— start of Passage —

Schema Specifications

View the complete StorageService schema in your preferred format:

Complete JSON Schema Definition

{
  "$id": "https://open-metadata.org/schema/entity/services/storageService.json",
  "$schema": "http://json-schema.org/draft-07/schema#",
  "title": "Storage Service",
  "description": "This schema defines the Storage Service entity, such as S3, GCS or AZURE.",
  "type": "object",
  "javaType": "org.openmetadata.schema.entity.services.StorageService",
  "javaInterfaces": [
    "org.openmetadata.schema.EntityInterface",
    "org.openmetadata.schema.ServiceEntityInterface"
  ],

  "definitions": {
    "storageServiceType": {
      "description": "Type of storage service such as S3, GFS, AZURE...",
      "javaInterfaces": [
        "org.openmetadata.schema.EnumInterface"
      ],
      "type": "string",
      "enum": [
        "S3",
        "ADLS",
        "GCS",
        "CustomStorage"
      ],
      "javaEnums": [
        { "name": "S3" },
        { "name": "ADLS" },
        { "name": "GCS" },
        { "name": "CustomStorage" }
      ]
    },
    "storageConnection": {
      "type": "object",
      "javaType": "org.openmetadata.schema.type.StorageConnection",
      "description": "Storage Connection.",
      "javaInterfaces": [
        "org.openmetadata.schema.ServiceConnectionEntityInterface"

— end of Passage —
— start of Given data —

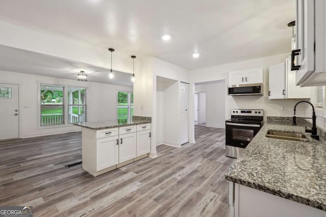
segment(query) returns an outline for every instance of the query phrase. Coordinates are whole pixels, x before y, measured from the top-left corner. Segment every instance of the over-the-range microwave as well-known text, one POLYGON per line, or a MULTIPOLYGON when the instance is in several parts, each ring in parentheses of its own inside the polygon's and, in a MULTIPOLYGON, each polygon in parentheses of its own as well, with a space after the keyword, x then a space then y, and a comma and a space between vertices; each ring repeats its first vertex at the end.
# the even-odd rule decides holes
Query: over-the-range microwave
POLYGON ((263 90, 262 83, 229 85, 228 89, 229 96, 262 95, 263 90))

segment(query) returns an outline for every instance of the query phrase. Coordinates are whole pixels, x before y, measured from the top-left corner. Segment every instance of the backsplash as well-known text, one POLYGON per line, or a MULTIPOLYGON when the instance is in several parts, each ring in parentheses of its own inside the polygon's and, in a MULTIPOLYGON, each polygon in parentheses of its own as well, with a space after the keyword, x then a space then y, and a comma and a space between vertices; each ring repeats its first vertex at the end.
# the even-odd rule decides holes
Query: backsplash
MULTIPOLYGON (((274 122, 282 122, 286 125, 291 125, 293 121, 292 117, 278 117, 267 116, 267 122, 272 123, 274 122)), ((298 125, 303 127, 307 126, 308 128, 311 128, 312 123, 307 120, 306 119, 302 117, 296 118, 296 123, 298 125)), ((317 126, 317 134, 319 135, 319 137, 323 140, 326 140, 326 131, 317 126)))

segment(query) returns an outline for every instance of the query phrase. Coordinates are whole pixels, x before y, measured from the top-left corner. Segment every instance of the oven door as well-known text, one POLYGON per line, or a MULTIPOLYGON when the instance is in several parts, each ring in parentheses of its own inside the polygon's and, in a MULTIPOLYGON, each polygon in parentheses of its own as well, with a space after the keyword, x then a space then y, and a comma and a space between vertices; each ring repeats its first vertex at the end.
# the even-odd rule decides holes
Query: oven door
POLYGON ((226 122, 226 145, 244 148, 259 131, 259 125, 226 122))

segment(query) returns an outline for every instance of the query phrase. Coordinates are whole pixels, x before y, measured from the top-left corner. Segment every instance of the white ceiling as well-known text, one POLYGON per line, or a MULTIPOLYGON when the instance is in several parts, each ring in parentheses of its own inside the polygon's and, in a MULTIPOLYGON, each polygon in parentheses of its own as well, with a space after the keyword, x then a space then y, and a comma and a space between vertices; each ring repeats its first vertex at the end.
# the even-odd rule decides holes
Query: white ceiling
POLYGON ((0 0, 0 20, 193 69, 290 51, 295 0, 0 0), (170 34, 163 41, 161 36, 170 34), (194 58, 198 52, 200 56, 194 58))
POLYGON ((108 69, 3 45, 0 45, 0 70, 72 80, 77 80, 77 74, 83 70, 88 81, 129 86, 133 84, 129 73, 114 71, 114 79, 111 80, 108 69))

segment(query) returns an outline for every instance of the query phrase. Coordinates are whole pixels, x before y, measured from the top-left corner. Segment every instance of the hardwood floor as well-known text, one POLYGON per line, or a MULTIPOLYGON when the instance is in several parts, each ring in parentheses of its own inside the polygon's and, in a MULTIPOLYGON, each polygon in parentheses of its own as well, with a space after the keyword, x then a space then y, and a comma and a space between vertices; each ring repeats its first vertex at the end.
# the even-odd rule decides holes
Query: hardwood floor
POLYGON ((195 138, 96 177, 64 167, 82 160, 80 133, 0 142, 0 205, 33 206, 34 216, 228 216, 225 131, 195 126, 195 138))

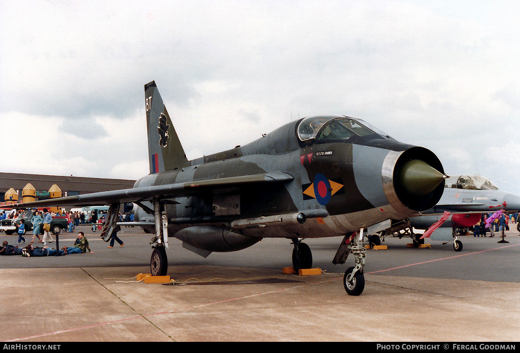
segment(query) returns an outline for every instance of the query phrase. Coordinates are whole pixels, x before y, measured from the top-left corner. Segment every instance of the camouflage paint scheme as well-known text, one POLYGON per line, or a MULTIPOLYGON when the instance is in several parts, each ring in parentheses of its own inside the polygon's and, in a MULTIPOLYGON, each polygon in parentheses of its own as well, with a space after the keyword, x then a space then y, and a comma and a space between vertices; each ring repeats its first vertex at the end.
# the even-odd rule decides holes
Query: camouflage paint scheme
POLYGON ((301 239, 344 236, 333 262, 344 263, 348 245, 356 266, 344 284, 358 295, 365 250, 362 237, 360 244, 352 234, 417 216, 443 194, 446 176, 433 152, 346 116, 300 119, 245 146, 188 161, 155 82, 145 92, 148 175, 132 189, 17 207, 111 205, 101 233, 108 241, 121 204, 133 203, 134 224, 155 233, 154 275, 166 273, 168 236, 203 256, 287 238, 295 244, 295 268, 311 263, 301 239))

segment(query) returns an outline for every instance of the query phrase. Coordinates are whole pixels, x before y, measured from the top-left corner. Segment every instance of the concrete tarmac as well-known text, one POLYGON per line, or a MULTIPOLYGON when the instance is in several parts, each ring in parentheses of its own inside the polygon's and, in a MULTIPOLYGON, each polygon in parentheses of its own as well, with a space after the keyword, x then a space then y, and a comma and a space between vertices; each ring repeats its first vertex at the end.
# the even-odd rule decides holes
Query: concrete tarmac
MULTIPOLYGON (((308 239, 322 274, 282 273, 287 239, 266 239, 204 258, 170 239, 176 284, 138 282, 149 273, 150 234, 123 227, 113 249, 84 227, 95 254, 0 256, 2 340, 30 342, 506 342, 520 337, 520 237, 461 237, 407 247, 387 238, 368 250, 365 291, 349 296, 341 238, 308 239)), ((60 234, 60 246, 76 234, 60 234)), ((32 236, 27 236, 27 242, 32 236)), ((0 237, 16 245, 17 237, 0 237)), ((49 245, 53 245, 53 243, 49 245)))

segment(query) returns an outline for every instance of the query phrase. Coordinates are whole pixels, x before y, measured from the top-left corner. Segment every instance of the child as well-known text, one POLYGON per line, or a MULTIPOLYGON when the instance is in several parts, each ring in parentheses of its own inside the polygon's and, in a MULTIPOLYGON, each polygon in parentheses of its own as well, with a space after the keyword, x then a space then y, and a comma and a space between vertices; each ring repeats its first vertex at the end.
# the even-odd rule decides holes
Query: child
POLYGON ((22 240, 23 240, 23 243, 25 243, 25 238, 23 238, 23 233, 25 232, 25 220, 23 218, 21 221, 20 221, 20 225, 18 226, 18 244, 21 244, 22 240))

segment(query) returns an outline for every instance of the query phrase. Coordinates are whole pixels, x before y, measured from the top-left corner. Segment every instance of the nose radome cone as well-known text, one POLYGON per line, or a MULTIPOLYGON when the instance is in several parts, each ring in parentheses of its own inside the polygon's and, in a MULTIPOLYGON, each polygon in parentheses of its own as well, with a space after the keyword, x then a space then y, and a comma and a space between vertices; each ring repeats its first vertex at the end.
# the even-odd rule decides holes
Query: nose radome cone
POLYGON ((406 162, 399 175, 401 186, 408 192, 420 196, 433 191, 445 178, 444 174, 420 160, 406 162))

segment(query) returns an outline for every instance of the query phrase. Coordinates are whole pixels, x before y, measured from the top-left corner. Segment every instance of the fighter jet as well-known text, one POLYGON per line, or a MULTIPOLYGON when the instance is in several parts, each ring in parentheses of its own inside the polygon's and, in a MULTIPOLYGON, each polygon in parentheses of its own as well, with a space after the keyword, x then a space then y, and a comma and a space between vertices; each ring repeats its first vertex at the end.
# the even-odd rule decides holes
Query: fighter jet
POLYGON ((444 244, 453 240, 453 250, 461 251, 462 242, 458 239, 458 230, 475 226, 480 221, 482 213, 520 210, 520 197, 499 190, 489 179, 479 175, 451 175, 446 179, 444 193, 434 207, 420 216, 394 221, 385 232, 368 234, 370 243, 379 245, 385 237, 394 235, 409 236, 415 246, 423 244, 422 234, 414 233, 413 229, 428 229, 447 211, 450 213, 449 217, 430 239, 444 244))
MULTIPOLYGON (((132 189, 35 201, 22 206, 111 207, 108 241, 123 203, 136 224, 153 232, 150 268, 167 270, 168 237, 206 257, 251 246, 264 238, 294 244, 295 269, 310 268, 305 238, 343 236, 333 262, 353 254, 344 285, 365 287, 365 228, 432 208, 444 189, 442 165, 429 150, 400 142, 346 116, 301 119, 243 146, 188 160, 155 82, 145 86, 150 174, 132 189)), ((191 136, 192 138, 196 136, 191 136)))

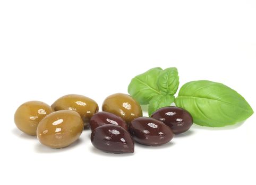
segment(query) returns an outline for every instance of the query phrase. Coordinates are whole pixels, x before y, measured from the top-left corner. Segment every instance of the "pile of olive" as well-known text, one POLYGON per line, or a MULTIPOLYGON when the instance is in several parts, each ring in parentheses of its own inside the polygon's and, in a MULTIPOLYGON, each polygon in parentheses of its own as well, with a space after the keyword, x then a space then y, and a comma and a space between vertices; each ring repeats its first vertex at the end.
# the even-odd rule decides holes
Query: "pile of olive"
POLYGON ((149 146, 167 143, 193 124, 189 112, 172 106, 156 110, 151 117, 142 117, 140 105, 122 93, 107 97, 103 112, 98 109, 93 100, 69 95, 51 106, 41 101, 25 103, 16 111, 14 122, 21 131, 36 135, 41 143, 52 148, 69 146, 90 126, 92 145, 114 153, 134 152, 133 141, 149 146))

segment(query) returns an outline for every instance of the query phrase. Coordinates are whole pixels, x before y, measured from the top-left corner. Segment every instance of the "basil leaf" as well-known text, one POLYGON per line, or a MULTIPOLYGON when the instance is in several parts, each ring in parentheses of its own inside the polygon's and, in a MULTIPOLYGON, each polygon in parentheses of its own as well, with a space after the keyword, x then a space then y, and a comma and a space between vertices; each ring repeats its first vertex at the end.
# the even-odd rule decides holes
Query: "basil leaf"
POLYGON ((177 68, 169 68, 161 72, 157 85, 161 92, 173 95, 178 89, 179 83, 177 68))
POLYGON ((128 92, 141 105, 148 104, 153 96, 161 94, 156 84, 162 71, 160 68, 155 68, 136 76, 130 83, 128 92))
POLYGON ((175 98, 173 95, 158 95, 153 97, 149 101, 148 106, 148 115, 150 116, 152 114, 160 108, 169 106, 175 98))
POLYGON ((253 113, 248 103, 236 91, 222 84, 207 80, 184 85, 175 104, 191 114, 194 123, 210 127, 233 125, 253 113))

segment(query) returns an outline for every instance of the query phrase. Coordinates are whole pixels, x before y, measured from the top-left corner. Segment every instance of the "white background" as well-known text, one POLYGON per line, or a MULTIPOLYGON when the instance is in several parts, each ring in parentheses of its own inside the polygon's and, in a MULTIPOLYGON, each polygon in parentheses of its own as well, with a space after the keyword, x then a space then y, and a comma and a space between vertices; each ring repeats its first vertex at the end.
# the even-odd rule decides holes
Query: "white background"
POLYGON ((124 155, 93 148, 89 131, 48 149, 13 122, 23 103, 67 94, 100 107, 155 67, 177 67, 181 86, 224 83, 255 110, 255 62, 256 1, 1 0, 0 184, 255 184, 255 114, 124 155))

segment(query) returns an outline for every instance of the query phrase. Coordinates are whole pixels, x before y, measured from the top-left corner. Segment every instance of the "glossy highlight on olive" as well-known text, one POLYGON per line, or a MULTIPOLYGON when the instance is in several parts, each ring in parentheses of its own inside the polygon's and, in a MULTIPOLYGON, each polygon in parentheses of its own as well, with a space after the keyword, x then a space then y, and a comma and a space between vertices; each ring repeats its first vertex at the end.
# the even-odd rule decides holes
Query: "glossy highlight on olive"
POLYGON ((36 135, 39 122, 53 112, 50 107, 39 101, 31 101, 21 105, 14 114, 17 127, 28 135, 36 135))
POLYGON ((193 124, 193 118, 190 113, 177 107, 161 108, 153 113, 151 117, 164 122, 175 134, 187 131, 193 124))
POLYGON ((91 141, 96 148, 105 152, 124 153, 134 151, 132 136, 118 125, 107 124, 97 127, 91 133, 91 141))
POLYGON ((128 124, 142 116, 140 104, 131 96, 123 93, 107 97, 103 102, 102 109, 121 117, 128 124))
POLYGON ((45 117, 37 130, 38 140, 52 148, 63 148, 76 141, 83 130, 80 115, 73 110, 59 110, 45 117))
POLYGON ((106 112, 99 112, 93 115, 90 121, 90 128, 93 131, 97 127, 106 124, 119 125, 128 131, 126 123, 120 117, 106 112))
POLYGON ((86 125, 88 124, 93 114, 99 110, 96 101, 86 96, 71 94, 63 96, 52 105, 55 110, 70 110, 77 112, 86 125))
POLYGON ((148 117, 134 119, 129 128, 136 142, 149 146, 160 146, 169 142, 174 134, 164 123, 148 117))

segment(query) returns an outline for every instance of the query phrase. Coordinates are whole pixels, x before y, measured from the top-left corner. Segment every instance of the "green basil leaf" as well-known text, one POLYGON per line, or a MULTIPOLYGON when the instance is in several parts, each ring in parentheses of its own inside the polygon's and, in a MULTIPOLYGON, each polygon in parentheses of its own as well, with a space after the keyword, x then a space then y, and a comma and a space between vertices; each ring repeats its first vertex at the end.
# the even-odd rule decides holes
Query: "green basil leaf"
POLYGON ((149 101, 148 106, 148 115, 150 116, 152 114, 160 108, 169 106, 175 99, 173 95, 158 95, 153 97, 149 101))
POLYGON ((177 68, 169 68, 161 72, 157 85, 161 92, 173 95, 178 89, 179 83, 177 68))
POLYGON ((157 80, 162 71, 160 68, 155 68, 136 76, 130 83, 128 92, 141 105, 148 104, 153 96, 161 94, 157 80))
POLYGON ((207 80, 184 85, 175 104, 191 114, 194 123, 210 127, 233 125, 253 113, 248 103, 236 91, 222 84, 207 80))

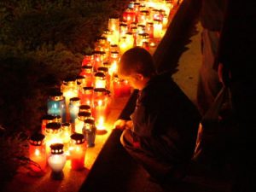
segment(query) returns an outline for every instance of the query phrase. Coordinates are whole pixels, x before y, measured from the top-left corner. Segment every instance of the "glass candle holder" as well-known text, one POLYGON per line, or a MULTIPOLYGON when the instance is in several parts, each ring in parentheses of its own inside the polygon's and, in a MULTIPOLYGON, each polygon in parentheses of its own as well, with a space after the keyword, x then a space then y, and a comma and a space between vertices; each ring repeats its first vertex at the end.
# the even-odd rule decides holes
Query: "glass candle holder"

— end of Given data —

Stated task 1 -
Say whether each statement agrees with the StorageService schema. Answer yes or no for each, and quote the deciding words of the schema. (a) The list of storage service types includes "ADLS". (b) The schema's title is "Storage Connection". (c) The storageConnection definition has the type "object".
Stated task 2 -
In the records, start at the line that has "of the hardwood" and stop after the line that has "POLYGON ((301 239, 344". Write those lines out again with "hardwood floor" renamed to "wooden floor" and nothing else changed, and leave out the pictures.

Full output 1 -
(a) Yes: "ADLS",
(b) No: "title": "Storage Service",
(c) Yes: "storageConnection": {
      "type": "object",

Full output 2 -
segment(query) returns an outline for every instance of the query phrase. Coordinates are whole pixels, x before y, measured from the top-left corner. Segment every instance of the wooden floor as well-known text, one POLYGON per line, or a MULTIPOLYGON when the instance is in several parts, each ring in parentheses of its own inside the polygon's and, in a MULTIPOLYGON, each polygon in parentheses of its own as well, with a space after the keyword, x then a space then y, and a comma and a space between vertices; each ring repeats its first vertex at the end.
# the even-odd rule decides holes
Query: wooden floor
POLYGON ((195 138, 96 177, 64 167, 82 160, 80 133, 0 142, 0 205, 33 206, 34 216, 228 216, 225 131, 195 126, 195 138))

segment(query) returns an outline for every instance of the query phrase. Coordinates are whole pixels, x before y, measured from the top-left corner. Segment every instance of the camouflage paint scheme as well-known text, one POLYGON per line, or a MULTIPOLYGON when the instance is in several parts, each ring in parentheses of its own inside the polygon's and, in a MULTIPOLYGON, each polygon in parentheses of its own as well, with a space after the keyword, x then a space then y, and a comma and a space between vertices; each ring repeats its first vertex at the end.
# the even-odd rule decides holes
Query: camouflage paint scheme
POLYGON ((301 239, 344 236, 333 262, 344 263, 348 245, 356 266, 344 284, 358 295, 365 250, 362 237, 360 244, 352 234, 417 216, 443 194, 446 176, 433 152, 346 116, 300 119, 245 146, 188 161, 155 82, 145 92, 148 175, 132 189, 17 207, 111 205, 101 233, 108 241, 121 204, 133 203, 134 224, 155 233, 154 275, 166 273, 168 236, 203 256, 287 238, 295 244, 295 268, 311 263, 301 239))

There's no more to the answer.